Task description: The listing below contains a span that opens with the line containing "pixel 907 230" and closes with the line containing "pixel 445 584". Return that span exactly.

Provided data:

--------------------

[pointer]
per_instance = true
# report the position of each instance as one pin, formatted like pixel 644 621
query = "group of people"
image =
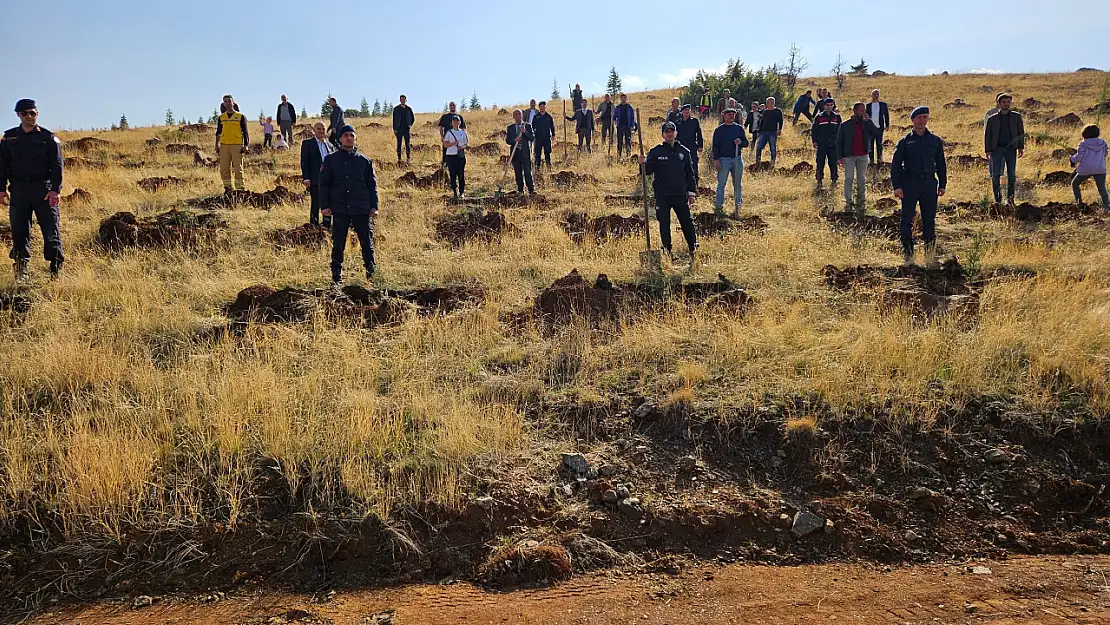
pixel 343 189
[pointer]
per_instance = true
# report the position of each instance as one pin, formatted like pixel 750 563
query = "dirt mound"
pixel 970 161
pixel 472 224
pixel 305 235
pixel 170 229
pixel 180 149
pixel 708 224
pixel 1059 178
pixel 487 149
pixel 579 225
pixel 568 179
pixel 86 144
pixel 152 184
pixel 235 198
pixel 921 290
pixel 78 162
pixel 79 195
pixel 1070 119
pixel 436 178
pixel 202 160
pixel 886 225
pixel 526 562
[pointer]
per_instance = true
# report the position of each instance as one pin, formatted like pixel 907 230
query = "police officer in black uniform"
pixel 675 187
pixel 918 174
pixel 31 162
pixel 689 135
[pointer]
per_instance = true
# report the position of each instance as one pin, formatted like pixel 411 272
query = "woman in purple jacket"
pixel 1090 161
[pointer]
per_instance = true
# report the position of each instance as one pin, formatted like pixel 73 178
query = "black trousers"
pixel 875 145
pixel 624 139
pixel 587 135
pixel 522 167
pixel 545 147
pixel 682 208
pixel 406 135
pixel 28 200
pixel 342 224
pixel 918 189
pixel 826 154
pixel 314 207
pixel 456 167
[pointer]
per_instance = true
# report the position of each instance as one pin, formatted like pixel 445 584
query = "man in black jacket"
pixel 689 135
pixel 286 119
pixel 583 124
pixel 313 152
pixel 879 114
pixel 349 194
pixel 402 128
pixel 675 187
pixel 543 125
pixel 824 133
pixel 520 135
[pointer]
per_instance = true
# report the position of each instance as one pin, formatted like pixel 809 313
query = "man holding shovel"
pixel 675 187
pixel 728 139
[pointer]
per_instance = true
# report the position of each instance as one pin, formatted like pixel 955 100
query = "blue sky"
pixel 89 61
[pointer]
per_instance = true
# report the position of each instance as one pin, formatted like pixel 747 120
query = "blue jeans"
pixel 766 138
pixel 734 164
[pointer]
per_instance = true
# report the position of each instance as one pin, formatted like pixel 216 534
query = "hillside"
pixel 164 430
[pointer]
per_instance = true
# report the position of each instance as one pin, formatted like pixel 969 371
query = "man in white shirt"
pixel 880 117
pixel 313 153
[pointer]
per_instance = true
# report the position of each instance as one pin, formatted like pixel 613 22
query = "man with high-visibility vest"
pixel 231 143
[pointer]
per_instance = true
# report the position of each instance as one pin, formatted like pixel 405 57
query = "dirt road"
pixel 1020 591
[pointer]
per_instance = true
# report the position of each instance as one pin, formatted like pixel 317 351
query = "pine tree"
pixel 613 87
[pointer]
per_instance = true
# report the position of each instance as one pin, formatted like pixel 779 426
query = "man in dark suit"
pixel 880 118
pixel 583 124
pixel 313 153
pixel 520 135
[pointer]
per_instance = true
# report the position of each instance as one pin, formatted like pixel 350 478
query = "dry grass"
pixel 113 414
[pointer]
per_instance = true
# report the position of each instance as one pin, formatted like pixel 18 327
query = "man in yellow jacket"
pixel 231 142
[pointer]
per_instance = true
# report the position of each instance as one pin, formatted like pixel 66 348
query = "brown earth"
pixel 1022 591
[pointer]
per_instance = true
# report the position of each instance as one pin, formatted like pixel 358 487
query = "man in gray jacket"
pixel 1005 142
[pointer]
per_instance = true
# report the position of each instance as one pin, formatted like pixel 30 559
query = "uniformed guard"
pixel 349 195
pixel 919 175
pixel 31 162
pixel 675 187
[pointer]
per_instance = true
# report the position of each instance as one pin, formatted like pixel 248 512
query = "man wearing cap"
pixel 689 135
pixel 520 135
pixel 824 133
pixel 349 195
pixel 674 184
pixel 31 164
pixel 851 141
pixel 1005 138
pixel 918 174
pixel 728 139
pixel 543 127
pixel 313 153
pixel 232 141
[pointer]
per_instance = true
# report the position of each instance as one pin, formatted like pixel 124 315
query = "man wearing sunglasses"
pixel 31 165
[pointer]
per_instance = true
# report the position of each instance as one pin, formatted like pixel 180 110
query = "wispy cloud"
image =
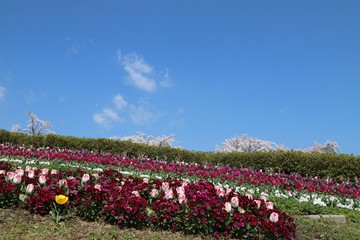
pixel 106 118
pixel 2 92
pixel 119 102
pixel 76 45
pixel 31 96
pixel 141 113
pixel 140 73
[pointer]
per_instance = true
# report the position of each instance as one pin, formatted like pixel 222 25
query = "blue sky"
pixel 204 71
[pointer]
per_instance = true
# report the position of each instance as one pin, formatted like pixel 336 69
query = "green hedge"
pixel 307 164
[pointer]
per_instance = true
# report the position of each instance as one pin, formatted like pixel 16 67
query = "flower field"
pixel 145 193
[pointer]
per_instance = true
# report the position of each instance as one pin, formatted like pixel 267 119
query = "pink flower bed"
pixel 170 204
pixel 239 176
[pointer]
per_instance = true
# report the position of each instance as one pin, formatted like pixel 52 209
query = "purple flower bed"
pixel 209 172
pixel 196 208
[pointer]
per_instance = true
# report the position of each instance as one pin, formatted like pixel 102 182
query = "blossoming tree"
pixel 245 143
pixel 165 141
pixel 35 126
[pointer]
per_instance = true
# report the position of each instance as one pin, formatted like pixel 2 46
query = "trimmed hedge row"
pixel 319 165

--------------------

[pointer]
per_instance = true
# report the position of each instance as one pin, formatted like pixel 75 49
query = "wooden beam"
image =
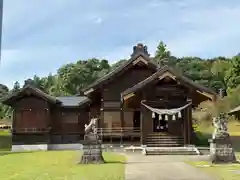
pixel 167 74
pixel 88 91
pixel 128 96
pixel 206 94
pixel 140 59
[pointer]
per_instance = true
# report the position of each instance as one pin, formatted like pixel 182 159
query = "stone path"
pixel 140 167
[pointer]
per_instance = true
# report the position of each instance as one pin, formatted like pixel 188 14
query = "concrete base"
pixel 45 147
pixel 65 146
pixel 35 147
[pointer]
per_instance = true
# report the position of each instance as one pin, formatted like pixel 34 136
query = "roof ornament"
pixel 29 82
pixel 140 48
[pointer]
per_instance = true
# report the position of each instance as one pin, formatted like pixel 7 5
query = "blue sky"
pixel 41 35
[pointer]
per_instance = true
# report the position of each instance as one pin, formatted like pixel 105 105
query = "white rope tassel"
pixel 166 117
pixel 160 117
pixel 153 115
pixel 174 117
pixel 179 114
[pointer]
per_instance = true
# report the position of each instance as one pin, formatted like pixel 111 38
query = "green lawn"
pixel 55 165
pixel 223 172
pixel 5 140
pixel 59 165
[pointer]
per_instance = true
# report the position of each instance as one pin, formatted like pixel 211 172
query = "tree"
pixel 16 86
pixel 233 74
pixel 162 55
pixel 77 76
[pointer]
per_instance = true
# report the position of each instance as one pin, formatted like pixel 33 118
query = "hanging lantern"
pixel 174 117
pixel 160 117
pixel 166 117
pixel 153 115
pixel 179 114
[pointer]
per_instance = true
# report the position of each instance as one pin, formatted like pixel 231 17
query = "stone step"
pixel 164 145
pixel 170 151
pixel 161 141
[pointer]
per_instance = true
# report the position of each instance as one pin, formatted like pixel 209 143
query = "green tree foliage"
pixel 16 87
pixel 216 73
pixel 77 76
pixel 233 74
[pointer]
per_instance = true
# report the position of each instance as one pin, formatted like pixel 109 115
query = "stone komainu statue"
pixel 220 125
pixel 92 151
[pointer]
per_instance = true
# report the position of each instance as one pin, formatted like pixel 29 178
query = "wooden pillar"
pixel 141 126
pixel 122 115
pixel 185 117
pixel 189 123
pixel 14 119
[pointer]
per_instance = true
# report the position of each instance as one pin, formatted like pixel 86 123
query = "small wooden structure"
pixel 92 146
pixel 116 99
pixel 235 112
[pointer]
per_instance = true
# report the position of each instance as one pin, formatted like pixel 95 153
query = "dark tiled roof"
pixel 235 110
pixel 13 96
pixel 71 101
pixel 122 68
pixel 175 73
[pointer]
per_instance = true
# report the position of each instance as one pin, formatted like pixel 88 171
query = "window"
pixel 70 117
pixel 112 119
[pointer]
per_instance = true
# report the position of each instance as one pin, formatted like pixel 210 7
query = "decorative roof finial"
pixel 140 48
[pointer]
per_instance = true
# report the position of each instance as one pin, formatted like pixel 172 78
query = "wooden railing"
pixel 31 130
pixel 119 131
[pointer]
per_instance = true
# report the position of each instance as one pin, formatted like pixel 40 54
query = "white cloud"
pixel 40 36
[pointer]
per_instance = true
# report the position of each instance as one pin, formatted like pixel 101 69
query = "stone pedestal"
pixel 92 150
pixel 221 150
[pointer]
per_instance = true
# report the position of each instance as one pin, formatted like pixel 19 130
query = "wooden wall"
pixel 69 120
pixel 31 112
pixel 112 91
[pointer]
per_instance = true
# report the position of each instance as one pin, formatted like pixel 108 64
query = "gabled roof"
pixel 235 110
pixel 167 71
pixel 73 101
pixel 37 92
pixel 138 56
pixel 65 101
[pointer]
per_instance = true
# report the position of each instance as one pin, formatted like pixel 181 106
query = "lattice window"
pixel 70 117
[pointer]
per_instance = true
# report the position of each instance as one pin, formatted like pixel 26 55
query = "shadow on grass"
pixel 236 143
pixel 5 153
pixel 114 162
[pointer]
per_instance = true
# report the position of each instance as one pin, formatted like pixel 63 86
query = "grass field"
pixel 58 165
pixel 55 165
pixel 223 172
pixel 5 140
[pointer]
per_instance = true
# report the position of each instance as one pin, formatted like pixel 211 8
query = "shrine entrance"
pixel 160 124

--------------------

Solution to the exercise:
# report the position of each instance as one pin, formatted like pixel 907 230
query = "police officer in black uniform"
pixel 675 187
pixel 918 174
pixel 31 162
pixel 689 135
[pointer]
per_instance = true
# report the position of each instance as one pin, formatted like pixel 411 272
query = "woman in purple jacket"
pixel 1090 161
[pointer]
per_instance = true
# report the position of each instance as one pin, formatted like pixel 73 178
query = "black trousers"
pixel 875 145
pixel 624 139
pixel 587 135
pixel 522 167
pixel 545 147
pixel 682 208
pixel 406 135
pixel 28 200
pixel 342 224
pixel 918 189
pixel 826 154
pixel 314 207
pixel 456 167
[pointer]
per_instance = true
# report the position of each instance as one pin, formatted like pixel 445 584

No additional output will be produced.